SET EXERCISE: Convert the lines of the entries below, starting at the line that contains "[tag] lamp shade: a pin per instance" and ending at the last line of the entries, into a JSON list of strings with one string per line. Leave out blank lines.

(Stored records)
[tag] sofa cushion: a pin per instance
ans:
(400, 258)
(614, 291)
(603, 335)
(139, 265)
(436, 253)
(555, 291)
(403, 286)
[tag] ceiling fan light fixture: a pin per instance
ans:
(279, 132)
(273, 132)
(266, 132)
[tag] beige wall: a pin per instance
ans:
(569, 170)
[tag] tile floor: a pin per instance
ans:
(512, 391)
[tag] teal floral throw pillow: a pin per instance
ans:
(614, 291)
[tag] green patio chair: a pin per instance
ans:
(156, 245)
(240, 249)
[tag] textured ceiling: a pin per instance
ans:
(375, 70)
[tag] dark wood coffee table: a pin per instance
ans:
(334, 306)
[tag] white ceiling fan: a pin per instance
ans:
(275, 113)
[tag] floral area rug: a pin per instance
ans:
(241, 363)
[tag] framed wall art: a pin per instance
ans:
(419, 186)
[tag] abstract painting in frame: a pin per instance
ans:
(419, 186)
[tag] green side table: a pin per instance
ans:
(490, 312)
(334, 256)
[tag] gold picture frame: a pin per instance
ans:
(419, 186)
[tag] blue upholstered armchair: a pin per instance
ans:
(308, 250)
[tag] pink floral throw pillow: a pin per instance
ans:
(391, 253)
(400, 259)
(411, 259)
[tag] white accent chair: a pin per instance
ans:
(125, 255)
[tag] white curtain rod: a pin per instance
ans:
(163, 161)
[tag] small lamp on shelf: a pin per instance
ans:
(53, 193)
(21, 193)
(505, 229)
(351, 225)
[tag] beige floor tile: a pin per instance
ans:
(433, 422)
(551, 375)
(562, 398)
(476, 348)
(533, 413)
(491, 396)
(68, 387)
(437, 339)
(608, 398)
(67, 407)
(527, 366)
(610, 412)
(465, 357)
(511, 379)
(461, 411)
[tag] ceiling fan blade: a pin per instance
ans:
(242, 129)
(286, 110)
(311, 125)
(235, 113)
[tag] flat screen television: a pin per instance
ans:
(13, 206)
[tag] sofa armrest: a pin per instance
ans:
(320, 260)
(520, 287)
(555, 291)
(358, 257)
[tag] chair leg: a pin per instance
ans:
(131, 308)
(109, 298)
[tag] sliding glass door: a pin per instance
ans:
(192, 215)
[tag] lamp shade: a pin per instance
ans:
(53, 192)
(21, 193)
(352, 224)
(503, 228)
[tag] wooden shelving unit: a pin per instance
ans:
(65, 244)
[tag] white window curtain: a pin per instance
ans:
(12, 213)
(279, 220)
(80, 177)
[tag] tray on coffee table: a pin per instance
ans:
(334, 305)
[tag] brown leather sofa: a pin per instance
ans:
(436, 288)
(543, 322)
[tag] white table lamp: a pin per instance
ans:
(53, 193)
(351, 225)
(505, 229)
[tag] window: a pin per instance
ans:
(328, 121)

FINAL RESULT:
[
  "[tag] lamp shade: a pin per instance",
  "ans:",
  "(53, 192)",
  "(21, 193)",
  "(352, 224)",
  "(503, 228)",
  "[tag] wooden shelving unit: a pin per instance",
  "ans:",
  "(65, 244)",
  "[tag] white window curtain: a pin per instance",
  "ans:",
  "(12, 213)",
  "(279, 220)",
  "(80, 177)",
  "[tag] tray on coffee table: a pin per instance",
  "ans:",
  "(334, 305)",
  "[tag] brown leather sofa: a pin per instance",
  "ans:",
  "(436, 288)",
  "(543, 322)",
  "[tag] white table lamp: a pin per instance",
  "ans:",
  "(53, 193)",
  "(351, 225)",
  "(505, 229)",
  "[tag] window: a pin per instance",
  "ans:",
  "(328, 121)"
]